:: Work order ::
Copy the entries out again in full.

:: Dataset records ::
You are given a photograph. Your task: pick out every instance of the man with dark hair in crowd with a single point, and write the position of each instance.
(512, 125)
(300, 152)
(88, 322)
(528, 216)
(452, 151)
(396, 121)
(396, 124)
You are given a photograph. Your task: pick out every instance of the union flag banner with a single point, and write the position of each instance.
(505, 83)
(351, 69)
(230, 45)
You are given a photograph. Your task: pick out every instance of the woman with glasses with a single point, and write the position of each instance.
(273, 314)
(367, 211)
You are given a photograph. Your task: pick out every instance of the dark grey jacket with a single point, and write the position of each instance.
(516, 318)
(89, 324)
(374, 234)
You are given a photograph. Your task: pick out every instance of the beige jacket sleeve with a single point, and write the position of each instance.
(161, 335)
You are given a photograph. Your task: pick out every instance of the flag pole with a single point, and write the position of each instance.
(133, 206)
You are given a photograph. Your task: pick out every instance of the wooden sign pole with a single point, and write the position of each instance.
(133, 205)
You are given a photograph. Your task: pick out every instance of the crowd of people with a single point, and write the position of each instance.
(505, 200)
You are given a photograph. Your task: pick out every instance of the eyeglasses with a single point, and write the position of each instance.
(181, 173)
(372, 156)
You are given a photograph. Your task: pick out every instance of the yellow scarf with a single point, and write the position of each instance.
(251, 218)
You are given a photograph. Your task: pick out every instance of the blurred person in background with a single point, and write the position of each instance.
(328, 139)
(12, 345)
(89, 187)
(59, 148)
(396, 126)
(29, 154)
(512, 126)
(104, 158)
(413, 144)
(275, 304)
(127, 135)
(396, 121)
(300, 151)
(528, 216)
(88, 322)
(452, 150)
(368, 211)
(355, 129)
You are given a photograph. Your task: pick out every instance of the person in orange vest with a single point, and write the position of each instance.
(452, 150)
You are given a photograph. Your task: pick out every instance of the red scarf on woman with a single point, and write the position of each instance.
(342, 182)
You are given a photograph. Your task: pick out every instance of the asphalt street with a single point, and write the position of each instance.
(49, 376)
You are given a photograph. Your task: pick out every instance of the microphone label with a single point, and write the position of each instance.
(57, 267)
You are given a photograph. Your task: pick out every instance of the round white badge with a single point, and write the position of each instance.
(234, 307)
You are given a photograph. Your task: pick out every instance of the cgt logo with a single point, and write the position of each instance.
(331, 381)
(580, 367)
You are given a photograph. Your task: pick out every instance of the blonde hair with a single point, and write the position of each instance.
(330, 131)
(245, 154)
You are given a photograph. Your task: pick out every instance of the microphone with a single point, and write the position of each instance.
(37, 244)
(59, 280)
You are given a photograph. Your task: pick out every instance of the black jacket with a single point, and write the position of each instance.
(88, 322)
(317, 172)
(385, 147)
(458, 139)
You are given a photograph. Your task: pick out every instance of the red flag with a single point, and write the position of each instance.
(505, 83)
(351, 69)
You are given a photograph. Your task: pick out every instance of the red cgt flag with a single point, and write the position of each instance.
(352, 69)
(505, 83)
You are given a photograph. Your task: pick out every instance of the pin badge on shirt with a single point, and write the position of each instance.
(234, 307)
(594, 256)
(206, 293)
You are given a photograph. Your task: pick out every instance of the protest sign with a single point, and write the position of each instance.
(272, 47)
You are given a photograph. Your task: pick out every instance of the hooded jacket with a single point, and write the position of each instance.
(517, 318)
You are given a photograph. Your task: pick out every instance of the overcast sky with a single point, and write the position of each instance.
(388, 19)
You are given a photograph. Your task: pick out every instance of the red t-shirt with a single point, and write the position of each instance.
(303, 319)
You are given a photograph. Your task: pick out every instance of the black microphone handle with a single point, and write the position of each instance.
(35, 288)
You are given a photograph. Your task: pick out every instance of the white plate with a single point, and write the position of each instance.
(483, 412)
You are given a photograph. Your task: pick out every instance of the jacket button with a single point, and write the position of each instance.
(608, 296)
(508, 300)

:: Exercise solution ::
You are given a photograph. Your task: pick out every instance of the man with dark hair in crowd with a single point, and write the position of each instance.
(512, 125)
(300, 152)
(88, 322)
(528, 216)
(452, 151)
(396, 121)
(396, 124)
You are given a photograph. Your task: pick out every instance of the union flag banner with a single point, and write the position of each instance.
(505, 83)
(351, 69)
(230, 45)
You are given a photograph. Your task: pick out every instance of the woman with glasses with a single point, and write the position of each instance.
(273, 314)
(367, 211)
You are given a photograph. Your task: pick out every instance of the dark grey jacket with a single point, and write the position of each instance.
(516, 318)
(89, 324)
(374, 234)
You are given a photograph. Your task: pick out every instance of the beige jacket sleeve with a single point, and write the position of each instance.
(161, 335)
You are given a photograph. Your task: pick out every instance of the flag pole with a single point, and write the position of each instance.
(133, 206)
You are given a photograph. Your task: pick out every instance of the wooden sign pole with a single point, and write the position of each instance.
(133, 205)
You are given a photograph. Your task: pick out every instance of the crowd of people with a single point, and write the position of each instance.
(505, 200)
You are given a photograph. Your task: pick out every instance of the eyeglasses with a single point, and write the position of each instance.
(181, 173)
(372, 156)
You are given a photograph. Your task: pick out every instance of the yellow scarf with a single point, and write the position of each instance.
(251, 218)
You are given a photograph. Your task: pick out every instance of the blurred person in background with a single point, and write the position of each instance.
(328, 139)
(12, 345)
(89, 187)
(59, 148)
(396, 126)
(29, 154)
(512, 126)
(104, 158)
(413, 144)
(275, 304)
(127, 135)
(396, 121)
(300, 151)
(528, 216)
(88, 322)
(452, 150)
(368, 211)
(355, 129)
You are given a photograph. Your task: pick out every instance of the person in orange vest with a single point, and write the position of each instance.
(452, 150)
You are given a photograph. Your task: pick out every instance of the red scarf on woman with a single point, and write the position of each instance.
(342, 182)
You are given a photograph. Your task: pick out every instance of the asphalt street with a single point, and write the position of each instance.
(49, 376)
You are given a photograph. Your task: pick out every instance of the microphone label with a single point, and write the position of each instance.
(57, 267)
You are given a photograph. Your task: pick out every instance of the round white badge with a single point, and write the position of each instance.
(234, 307)
You are given a photograph. Your task: pick out every instance of the cgt logo with a single point, and write the position of each instance.
(331, 381)
(580, 367)
You are given a photograph. Your task: pick out every instance of the blonde hair with a single point, and write the position of each instance.
(330, 131)
(245, 154)
You are given a photograph. Your task: pick out every instance of the microphone with a single point, and write the position of each instance.
(37, 244)
(59, 280)
You are given a photograph. Your task: pick out every instance of the black jacket with a single point, and write the position of each instance.
(88, 322)
(317, 172)
(385, 147)
(458, 139)
You are given a photograph. Your task: pick out every instance of the red flag with a single point, and write the position of each instance.
(505, 83)
(351, 69)
You are given a photograph. Your task: pick out every instance of the red cgt flag with a single point, and write the position of each instance.
(352, 69)
(505, 83)
You are given a photograph. Your task: pick out every instance of the pin badge on shirt with a single point, and write the position of each instance.
(234, 307)
(594, 256)
(206, 293)
You are given a photograph. Your task: pick out every instance of the protest sign with a single point, and write the position of each instance.
(272, 47)
You are given a photograph. Your task: pick out every instance of the hooded jacket with a single point, and write the position of each instance.
(517, 318)
You are given a photograph. Your task: pick out every instance of the overcast sky with a single point, and write the position of each instance.
(388, 19)
You are given a photograph. Your task: pick out every instance of the red t-shirt with a single point, and write the position of each instance.
(303, 319)
You are given a photograph. Your task: pick out every instance of the black microphone handle with a single point, and write the position of each instance.
(35, 288)
You are given a photograph. Your task: pick out every instance of the white plate with a single point, and write the position of each instance.
(483, 412)
You are given a photograph. Your task: pick out every instance of the jacket button with a single point, and write the position of each instance.
(608, 296)
(508, 300)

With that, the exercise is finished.